Given records
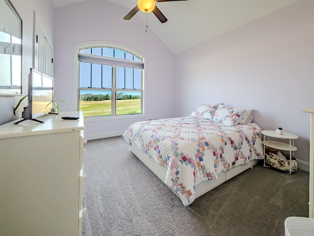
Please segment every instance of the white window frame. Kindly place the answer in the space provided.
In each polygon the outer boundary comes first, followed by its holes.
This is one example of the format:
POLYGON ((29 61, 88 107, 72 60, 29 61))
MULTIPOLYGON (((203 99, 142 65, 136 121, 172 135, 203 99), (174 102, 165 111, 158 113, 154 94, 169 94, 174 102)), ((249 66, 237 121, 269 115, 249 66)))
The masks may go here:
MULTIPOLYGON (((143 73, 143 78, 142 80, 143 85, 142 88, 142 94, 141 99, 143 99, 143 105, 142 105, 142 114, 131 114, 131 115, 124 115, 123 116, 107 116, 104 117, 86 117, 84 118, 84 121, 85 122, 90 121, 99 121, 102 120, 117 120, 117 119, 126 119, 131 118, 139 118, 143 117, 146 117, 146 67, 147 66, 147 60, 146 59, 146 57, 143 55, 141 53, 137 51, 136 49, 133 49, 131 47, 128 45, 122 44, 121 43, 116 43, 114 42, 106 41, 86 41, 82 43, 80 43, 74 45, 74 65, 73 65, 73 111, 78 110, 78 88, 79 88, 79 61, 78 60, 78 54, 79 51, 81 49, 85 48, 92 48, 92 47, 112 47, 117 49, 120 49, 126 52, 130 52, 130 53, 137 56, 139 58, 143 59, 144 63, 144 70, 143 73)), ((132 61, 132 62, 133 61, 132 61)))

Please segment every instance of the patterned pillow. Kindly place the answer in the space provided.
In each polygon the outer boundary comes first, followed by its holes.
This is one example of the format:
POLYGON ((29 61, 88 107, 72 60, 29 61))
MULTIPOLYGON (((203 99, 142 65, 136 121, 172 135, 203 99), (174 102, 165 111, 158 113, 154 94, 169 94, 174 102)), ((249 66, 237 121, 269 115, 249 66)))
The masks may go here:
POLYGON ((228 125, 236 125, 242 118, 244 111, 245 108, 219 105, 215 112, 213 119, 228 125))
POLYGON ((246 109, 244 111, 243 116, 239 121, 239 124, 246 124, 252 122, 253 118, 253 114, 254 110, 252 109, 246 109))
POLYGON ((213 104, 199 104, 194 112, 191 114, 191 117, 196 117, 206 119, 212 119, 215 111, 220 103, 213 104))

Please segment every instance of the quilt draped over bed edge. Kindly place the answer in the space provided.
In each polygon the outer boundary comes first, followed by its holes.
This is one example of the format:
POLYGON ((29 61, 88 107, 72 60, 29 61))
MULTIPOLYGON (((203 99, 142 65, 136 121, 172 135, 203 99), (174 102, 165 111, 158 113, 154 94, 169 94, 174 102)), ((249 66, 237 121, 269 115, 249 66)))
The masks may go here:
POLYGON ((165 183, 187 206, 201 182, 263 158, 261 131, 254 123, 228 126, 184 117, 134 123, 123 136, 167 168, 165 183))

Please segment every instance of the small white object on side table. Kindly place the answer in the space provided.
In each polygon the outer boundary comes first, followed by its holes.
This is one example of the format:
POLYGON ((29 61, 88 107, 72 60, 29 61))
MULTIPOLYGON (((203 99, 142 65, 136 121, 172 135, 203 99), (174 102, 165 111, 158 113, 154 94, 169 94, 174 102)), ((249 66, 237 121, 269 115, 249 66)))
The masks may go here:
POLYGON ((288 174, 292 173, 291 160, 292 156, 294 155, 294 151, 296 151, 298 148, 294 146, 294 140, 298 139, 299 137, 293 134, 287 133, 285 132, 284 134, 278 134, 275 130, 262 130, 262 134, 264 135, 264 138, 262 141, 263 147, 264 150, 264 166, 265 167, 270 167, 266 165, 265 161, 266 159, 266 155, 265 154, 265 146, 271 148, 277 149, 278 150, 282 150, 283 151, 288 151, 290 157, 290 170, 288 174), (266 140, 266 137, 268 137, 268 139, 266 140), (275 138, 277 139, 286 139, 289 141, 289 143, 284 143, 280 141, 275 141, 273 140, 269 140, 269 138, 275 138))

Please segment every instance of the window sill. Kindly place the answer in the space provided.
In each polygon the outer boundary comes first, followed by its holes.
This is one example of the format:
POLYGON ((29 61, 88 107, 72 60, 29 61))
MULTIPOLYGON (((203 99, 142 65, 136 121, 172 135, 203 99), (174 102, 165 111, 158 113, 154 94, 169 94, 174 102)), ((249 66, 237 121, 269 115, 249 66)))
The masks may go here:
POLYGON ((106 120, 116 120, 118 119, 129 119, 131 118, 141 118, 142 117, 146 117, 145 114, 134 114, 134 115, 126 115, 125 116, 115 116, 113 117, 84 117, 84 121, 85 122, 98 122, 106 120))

Task requirements
Give every line above again exactly, with no pictures.

Worked solution
Please segment every instance of the white window frame. Kindly place the answer in the space provided.
In each polygon the outer boundary comes first, followed by its holes.
This is one example of the format:
POLYGON ((29 61, 88 107, 72 60, 29 61))
MULTIPOLYGON (((203 99, 142 65, 136 121, 172 135, 203 99), (174 102, 165 111, 158 113, 154 94, 169 94, 174 102)), ((249 66, 237 121, 269 115, 249 66)))
The masks may go here:
MULTIPOLYGON (((143 73, 143 78, 142 80, 143 85, 142 88, 142 94, 141 99, 143 99, 143 105, 142 105, 142 114, 131 114, 131 115, 124 115, 123 116, 107 116, 104 117, 86 117, 84 118, 84 121, 85 122, 90 121, 99 121, 102 120, 117 120, 117 119, 126 119, 131 118, 139 118, 143 117, 146 117, 146 67, 147 66, 147 60, 146 59, 146 57, 143 55, 141 53, 137 51, 136 49, 133 49, 131 47, 128 45, 122 44, 121 43, 116 43, 114 42, 106 41, 86 41, 82 43, 80 43, 74 45, 74 65, 73 65, 73 111, 78 110, 78 88, 79 88, 79 61, 78 60, 78 54, 79 51, 81 49, 85 48, 92 48, 92 47, 112 47, 117 49, 120 49, 126 52, 130 52, 130 53, 137 56, 139 58, 143 59, 144 63, 144 70, 143 73)), ((132 61, 132 62, 133 61, 132 61)))

Please segment every instance of the patterned pillow. Kindly place the answer in the space provided.
In each polygon the outer boundary comes first, followed by its holes.
This is one example of the format:
POLYGON ((29 61, 88 107, 72 60, 29 61))
MULTIPOLYGON (((203 99, 142 65, 136 121, 172 135, 203 99), (174 102, 165 111, 158 113, 154 94, 169 94, 174 102)), ((249 66, 237 121, 269 115, 249 66)))
The masks may go here:
POLYGON ((228 125, 236 125, 242 118, 244 111, 245 108, 219 105, 215 112, 213 119, 228 125))
POLYGON ((246 109, 244 111, 243 116, 239 121, 239 124, 246 124, 252 122, 253 118, 253 114, 254 110, 252 109, 246 109))
POLYGON ((213 104, 199 104, 194 112, 191 114, 191 117, 196 117, 206 119, 212 119, 215 111, 220 103, 213 104))

Please segment every instance of the quilt draped over bed edge. Kindly place the answer in the space provided.
In each polygon the outer boundary comes first, followed by its holes.
This is one example of the format:
POLYGON ((29 61, 88 107, 72 60, 29 61))
MULTIPOLYGON (((203 99, 142 65, 136 121, 172 135, 203 99), (174 102, 165 111, 158 113, 154 94, 169 94, 174 102)), ((249 66, 237 121, 269 115, 249 66)))
The masks may go here:
POLYGON ((165 183, 187 206, 201 182, 263 158, 261 131, 254 123, 228 126, 184 117, 134 123, 123 136, 167 168, 165 183))

Please segment every instance of the small white object on side table. Kindly place the answer in the space provided.
In each polygon the outer boundary comes first, followed by its holes.
This is one example of the format:
POLYGON ((29 61, 88 107, 72 60, 29 61))
MULTIPOLYGON (((203 99, 142 65, 136 121, 172 135, 203 99), (174 102, 165 111, 158 113, 154 94, 169 94, 174 102)), ((249 66, 237 121, 269 115, 249 66)))
The masks may go here:
POLYGON ((288 174, 292 173, 291 160, 292 156, 294 155, 294 151, 296 151, 298 148, 294 146, 294 140, 298 139, 299 137, 293 134, 287 133, 285 132, 284 134, 278 134, 275 130, 262 130, 262 134, 264 135, 264 138, 262 141, 263 147, 264 150, 264 166, 265 167, 270 167, 266 165, 265 161, 266 159, 266 155, 265 154, 265 146, 271 148, 277 149, 278 150, 282 150, 283 151, 288 151, 290 157, 290 170, 288 174), (266 140, 266 137, 268 137, 268 139, 266 140), (275 138, 277 139, 286 139, 289 141, 289 143, 284 143, 280 141, 275 141, 273 140, 269 140, 269 138, 275 138))

Please segment every instance of the window sill. Kindly place the answer in the space provided.
In each polygon the outer boundary comes first, followed by its holes.
This is one example of the format:
POLYGON ((29 61, 88 107, 72 60, 29 61))
MULTIPOLYGON (((203 99, 142 65, 136 121, 172 135, 203 99), (174 102, 165 111, 158 113, 154 94, 169 94, 174 102)), ((249 66, 237 121, 269 115, 249 66)))
The masks may go here:
POLYGON ((106 120, 116 120, 118 119, 129 119, 131 118, 141 118, 142 117, 146 117, 145 114, 134 114, 134 115, 126 115, 125 116, 115 116, 113 117, 84 117, 84 121, 85 122, 98 122, 106 120))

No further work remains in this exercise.